AE: Absolutely. I mean, I had moved out here in 2004, and…the lucky thing that I had was that, the year before I moved out here, I lived in Orlando. I was attending a workshop with this man named Philip Karr, who used to be an agent out in Los Angeles. I was taking this auditioning workshop with him in the summer of 2003, and he has what he calls…well, he passed away, unfortunately, but his wife still does it with the workshop…The Backstage Tour. The L.A. Acting Workshop Backstage Tour. You can pay them, and they bring a group of actors from their workshop out, and you actually get to have a meet-and-greet with these agents, casting directors, and producers that they are all associated with, and you audition for them. So I did that program, and I got my agent that way. So, thankfully, I signed with an agent before I even moved out here, and I had my SAG card. That made it so much easier for me.

BE: Oh, yeah, I would think.

AE: So, like, my second day out here, I had an audition. But for the first few years, I was going out on a lot of auditions, and I was getting a lot of call backs, but I just wasn’t booking anything because I didn’t really have any current credits as far as TV, and I had never done a film before. So in 2006, I booked this small role on a show called “In Justice” that was on ABC, and then within a week of me filming, I booked the series regular on this pilot. I was, like, “Oh, my God, this is awesome! The world is my oyster! I’m really living now!” But I also had a really realistic outlook on it. Not like pessimistic or negative, but I was just, like, “You know what? The world could still be my oyster because I booked this, and if it gets picked up or not, this is another credit on my resume. It’s experience and I get to meet and work with these people.” And, you know, Dylan McDermott is a star; Jason Wiles is a star. So for me, it was like…the day that I got it was surreal, you know? It was absolutely surreal. And then, like, my last day filming “In Justice,” they flew me to Texas – first class! – and I got to meet all these people, and that’s when it really set it. “I’m going, man, I’m really doing this. This is weird!” But it was cool.

Record set.
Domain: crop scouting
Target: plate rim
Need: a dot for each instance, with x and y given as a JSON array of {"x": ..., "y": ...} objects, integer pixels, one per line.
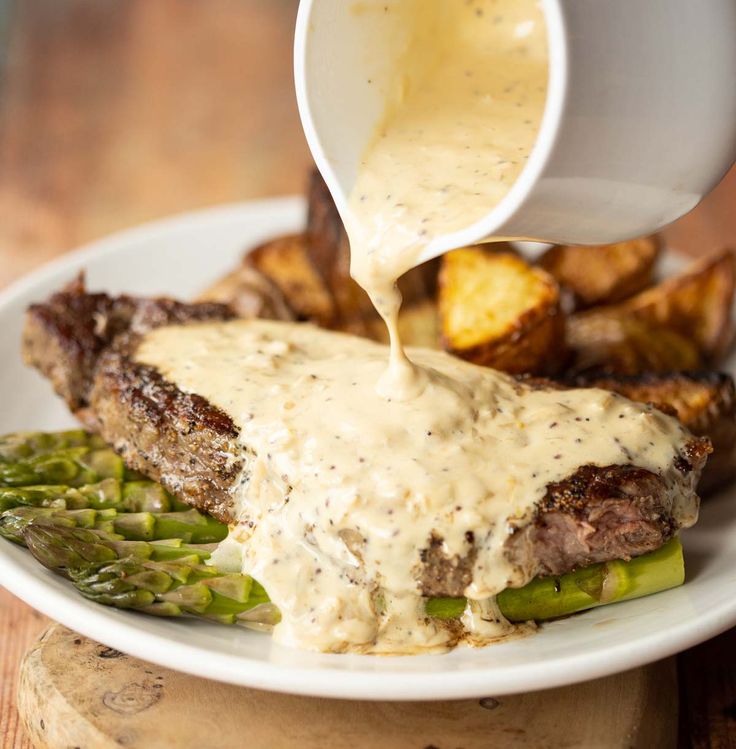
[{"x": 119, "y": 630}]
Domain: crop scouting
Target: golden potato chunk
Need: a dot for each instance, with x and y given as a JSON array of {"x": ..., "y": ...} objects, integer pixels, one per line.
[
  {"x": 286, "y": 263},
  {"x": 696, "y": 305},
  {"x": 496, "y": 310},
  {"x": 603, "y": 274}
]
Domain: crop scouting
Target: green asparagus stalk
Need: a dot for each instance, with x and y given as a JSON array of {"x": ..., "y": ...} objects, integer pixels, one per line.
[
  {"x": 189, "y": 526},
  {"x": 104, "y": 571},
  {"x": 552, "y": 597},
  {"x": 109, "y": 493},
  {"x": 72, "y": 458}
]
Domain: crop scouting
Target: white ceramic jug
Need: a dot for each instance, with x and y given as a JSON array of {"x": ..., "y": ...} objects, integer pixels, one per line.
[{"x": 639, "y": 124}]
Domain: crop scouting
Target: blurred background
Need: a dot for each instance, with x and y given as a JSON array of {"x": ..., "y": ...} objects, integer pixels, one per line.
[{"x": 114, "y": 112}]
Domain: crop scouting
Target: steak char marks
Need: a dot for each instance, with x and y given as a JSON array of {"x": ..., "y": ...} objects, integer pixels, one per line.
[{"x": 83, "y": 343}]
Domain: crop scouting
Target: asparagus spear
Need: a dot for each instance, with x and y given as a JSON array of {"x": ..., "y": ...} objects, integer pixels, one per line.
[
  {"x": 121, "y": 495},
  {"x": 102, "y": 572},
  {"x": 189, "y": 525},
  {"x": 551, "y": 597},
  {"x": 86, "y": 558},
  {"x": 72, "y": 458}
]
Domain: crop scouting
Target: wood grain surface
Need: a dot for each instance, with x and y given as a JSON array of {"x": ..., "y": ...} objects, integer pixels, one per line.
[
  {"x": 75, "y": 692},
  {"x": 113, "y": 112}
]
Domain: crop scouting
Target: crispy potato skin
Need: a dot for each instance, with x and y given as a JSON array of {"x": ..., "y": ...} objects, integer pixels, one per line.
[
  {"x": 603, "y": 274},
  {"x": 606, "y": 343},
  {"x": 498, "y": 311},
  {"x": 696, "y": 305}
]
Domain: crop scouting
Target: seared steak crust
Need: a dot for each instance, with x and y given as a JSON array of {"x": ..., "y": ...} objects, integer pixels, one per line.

Tasks to complete.
**A)** In the interview, what are the answers to these questions?
(i) In what year did the speaker take the auditioning workshop with Philip Karr?
(ii) On which network did "In Justice" air?
(iii) Where was the speaker flown on the last day of filming "In Justice"?
**B)** Can you carry on the interview about the acting career after its final sentence?

Responses in order.
**A)**
(i) 2003, in the summer.
(ii) ABC.
(iii) Texas, in first class.

**B)**
BE: So when the pilot didn’t get picked up, did you have a moment of horror, like, “Oh, God, now what?”

AE: You know, no, not really. I was disappointed, because I’ve seen the pilot – I have a copy of it – and it’s actually a really good show.

BE: I mean, it sounds like a very interesting concept. I was reading about it online.

AE: Yeah. It’s actually kind of scary how ahead of its time it was, talking about unemployment being so high, gas prices are high, almost $5.00 a gallon. This was three years ago! Even at that time, obviously, I wanted it to get picked up, but I had a feeling…I’m, like, “This may be a little too controversial to get picked up.” And I remember hearing all the feedback for the pilot was really positive from ABC and the test audiences and things like that. So the fact that it wasn’t picked up was kind of a surprise. But I was, like, “Hmm, well, it makes sense.” But what happens when a pilot doesn’t get picked up…I don’t know if you know, but the studio can extend what’s called the series option and then the hold the actors another six months. They pay them again, and then they decide what they are going to do with the show. So at one point I was told it was going to be made into a mini-series and they were writing episodes for it. So I said, “Okay, well, it’s going to be a mini-series, cool. That’s awesome.” I remember going to an audition, and I found out from one of the other actors. Dylan McDermott’s best friend, actually. I got to audition for ABC for some other small role on a TV show, and the casting director goes, “Oh, I hear they’re making it into a mini-series.” For me, that kind of like validated what I had heard, and I was, like, “Oh, yeah, I’ve been hearing that, too!” And inside I’m going, “Yes! It’s really going to happen! Yes!” And then it never did. But I wasn’t, like, “Oh, no, what am I going to do now,’ because I never quit my job. I’m not the type of person that is going to book a commercial and be, like, “Alright, I’m a star now, and I’m going to quit everything and buy a BMW.” Unless I have $100,000 in the bank, I’m going to keep working.

BE: Now do you do theater work as well?

AE: No, actually, I haven’t done any theater work in probably seven years.

BE: Oh, wow.

AE: Yeah, it’s been a long time.

BE: So do you just regularly go to auditions for shows?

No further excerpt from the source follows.